Page>
________________________________________

The grey Rolls-Royce Silver Shadow chassis no. SRH 2971, known as the most filmed individual Rolls-Royce ever in history, was part of the cars supplied by Kingsbury Motors Ltd. This particular car was seen in at least five episodes.

==Firearms==

It's not a toy, Bodie.
— George Cowley, "Hunter/Hunted"

Bodie and Doyle originally carried 9 mm L9A1 Browning pistols as their standard service sidearms for the first two series. They were issued .44 Magnum Smith & Wesson Model 29 revolvers when on bodyguard duties (as seen in the episode "Mixed Doubles"). In later series Bodie carried a .357 Magnum Smith & Wesson Model 19 snub-nose revolver and Doyle often carried a 9 mm Walther P38 as their personal sidearms. George Cowley carried a .38 calibre Smith & Wesson Model 36 snub nose revolver.

The "A180 Laser Lock" sniper rifle (from Series 2, Episode 1; "Hunter/Hunted") was an AR-10 with a sight bracket on the carrying handle and a large laser projector under the barrel. A converted Thompson M1928 50-round drum mounted on the top of the barrel, supposedly the ammo supply, hid the battery pack.

==Opening titles==

Series 1 opening titles.

The opening credits for the first series (broadcast 1977–78) starts with a Rolls-Royce speeding onto and through an industrial estate before skidding to a stop. As the Rolls-Royce enters and goes through the industrial estate, the title "The Professionals" appears on screen. Cowley, Bodie and Doyle get out of the vehicle and Bodie and Doyle then go through an assault course while being timed on a stopwatch by Cowley. It ends with them going through set windows and a close up of the stopwatch being stopped and Cowley standing by the car motioning them to get in. Just as the theme tune ends, they get in the car and it drives off. The first two broadcast episodes of the series – "Private Madness, Public Danger" and "The Female Factor" – feature a voiceover by Cowley over the top of the title sequence but this was removed from the third episode ("Old Dog with New Tricks") onwards. When the first series has been repeated, all episodes (bar "When the Heat Cools Off" and the usually unscreened "Klansmen") are shown using the more familiar title sequence employed for the second series onwards. This means that the Cowley voiceover is never married to the correct visuals on the repeat broadcasts of the episodes featuring it.

________________________________________

Listing>
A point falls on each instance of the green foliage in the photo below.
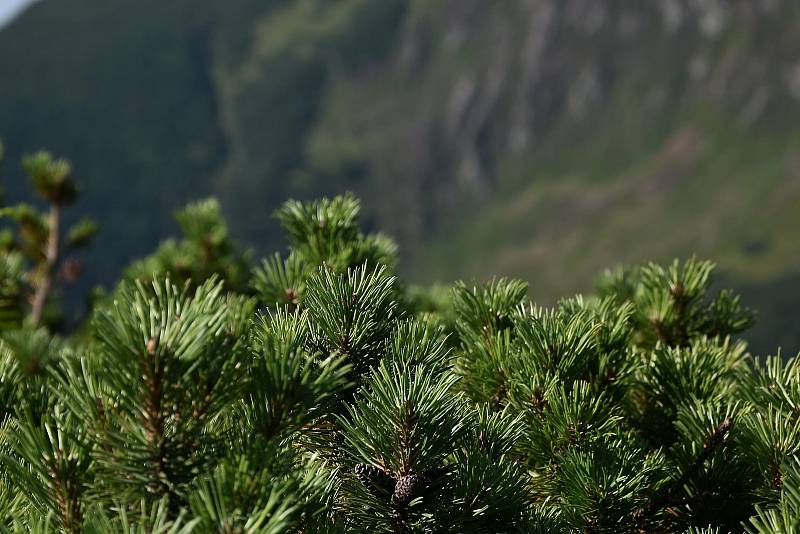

________________________________________

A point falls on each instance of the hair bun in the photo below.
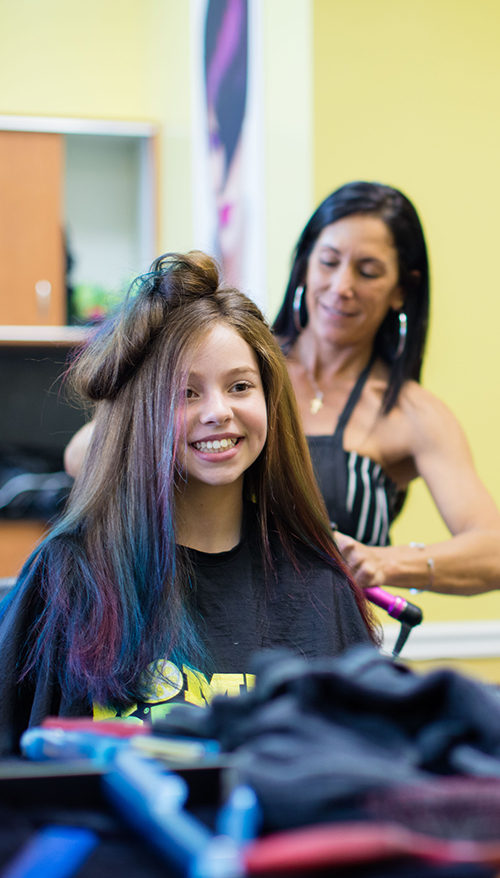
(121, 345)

________________________________________

Challenge 1> In the text on The Professionals, why is the Cowley voiceover never matched with the right visuals when the first-series episodes that have it are repeated?
Challenge 2> Rework a passage of the text on The Professionals, changing "grey" to "silver": begin at the words "The grey Rolls-Royce" and stop after "snub nose revolver.".
Challenge 3> According to the text on The Professionals, what pistols did Bodie and Doyle carry as standard sidearms in the first two series?

Final result 1> Repeats of the first series use the more familiar title sequence from the second series onward for every episode except "When the Heat Cools Off" and "Klansmen." So the voiceover episodes are never shown with their original opening visuals on repeat broadcasts.

Final result 2>
The silver Rolls-Royce Silver Shadow chassis no. SRH 2971, known as the most filmed individual Rolls-Royce ever in history, was part of the cars supplied by Kingsbury Motors Ltd. This particular car was seen in at least five episodes.

==Firearms==

It's not a toy, Bodie.
— George Cowley, "Hunter/Hunted"

Bodie and Doyle originally carried 9 mm L9A1 Browning pistols as their standard service sidearms for the first two series. They were issued .44 Magnum Smith & Wesson Model 29 revolvers when on bodyguard duties (as seen in the episode "Mixed Doubles"). In later series Bodie carried a .357 Magnum Smith & Wesson Model 19 snub-nose revolver and Doyle often carried a 9 mm Walther P38 as their personal sidearms. George Cowley carried a .38 calibre Smith & Wesson Model 36 snub nose revolver.

Final result 3> 9 mm L9A1 Browning pistols.